[What to work on]:
Continue the patch email about making kdump work on mcp55 chips, starting right after its last sentence.

[Source passage]:
★ ★ ★ ★ ★

Sophie: kernel-2.6.18-238.el5 src

kernel-2.6.18-238.el5.src.rpm

From: Neil Horman <nhorman@redhat.com>
Date: Fri, 22 May 2009 14:28:58 -0400
Subject: [misc] kdump: make mcp55 chips work
Message-id: 20090522182858.GB1390@hmsreliant.think-freely.org
O-Subject: [RHEL 5.5 PATCH] kdump: make mcp55 chips work like everything else in the known universe (bz 462519)
Bugzilla: 462519
RH-Acked-by: Rik van Riel <riel@redhat.com>
RH-Acked-by: Stefan Assmann <sassmann@redhat.com>
RH-Acked-by: Andy Gospodarek <gospo@redhat.com>

Ok, deep breath, go to my happy place....

I'm not normally one to be too long winded in my rhkl posts, but this one
deserves some explination.  For those with somewhat limited patience, feel free
to skip to the end.  For those with severely limited patience, plase hit your
reply-all button, type A-C-K [enter] and press send.  Thank you :)

So, several months and a few releases ago, I worked on a problem for someone.
They had a cluster full of systems that hung sometimes when they crashed during
kdump bootup.  Investigation showed that we hung in calibrate_delay, and all
indicators said we weren't getting interrupts to the cpu, when we
crashed/rebooted on a cpu other than cpu0.  So we dug....And eventually found a
hypertransport bus config register that, if misprogrammed, would limit the set
of cpus which would be elligible to recieve interrupts.  We wrote a pci quirk to
check, and fix that register if was mis-set.  They came back, gave it a thumbs
up, and we all went on our way.

★ ★ ★ ★ ★

[Data segment]:
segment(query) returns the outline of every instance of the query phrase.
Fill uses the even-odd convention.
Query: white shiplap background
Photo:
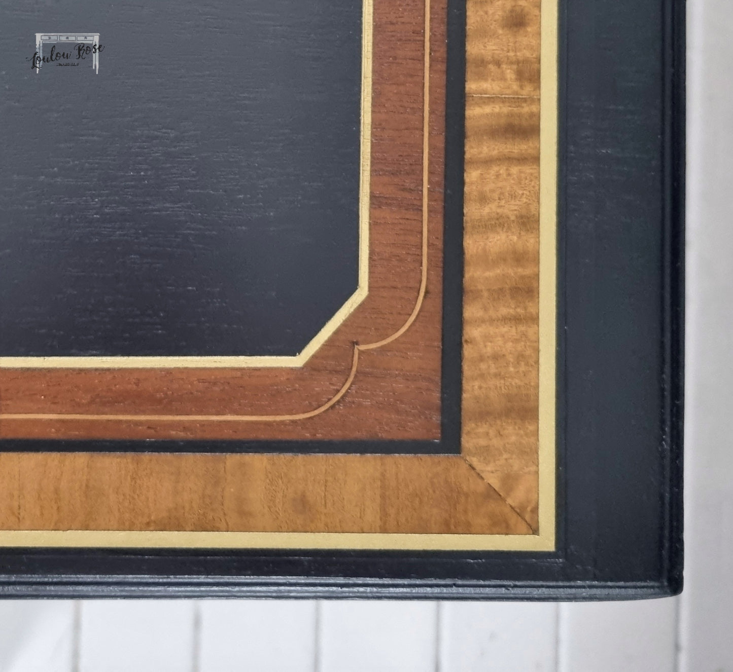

★ ★ ★ ★ ★

[Output below]:
Unfortunately they came back weeks later indicating that the testing wasn't
right, since they tested the above change with a workaround patch that always
had kdump boot on cpu0.  The problem was still there.

So over the past few months I've been continuing to dig.  In that time a few
other customers came forward complaining of simmilar problems with kdump, and we
noticed that all the complaining customers had systems with:

1) AMD opteron processors with hypertransport busses between the cpus
2) A second MCP55 chipset to bridge to legacy pci devices

As we looked, we found that the 8132 ht bridge didn't contain any legacy devices
(not suprising), and it was the MCP55 complex that housed the timer, and
provided those services  to the rest of the system.

I finally managed to get through to Nvidia, who steadfastly refused to provide
me with any documentation for the MCP55, but after some coaxing, did put me
in touch with an engineer there who admitted to me that they had an undisclosed
register which controlled legacy device interrupt routing.  They created it
specifically because they claim they had problems with the MCP55 broadcasting
interrupts in legacy mode (i.e. apic off).  So they created this register and
recommended all system designer set it so that all legacy interrupts be guided
only to the bsp.  This is of course a problem for kdump, as its entirely
possible that we'll crash and reboot on any cpu, not just the bsp.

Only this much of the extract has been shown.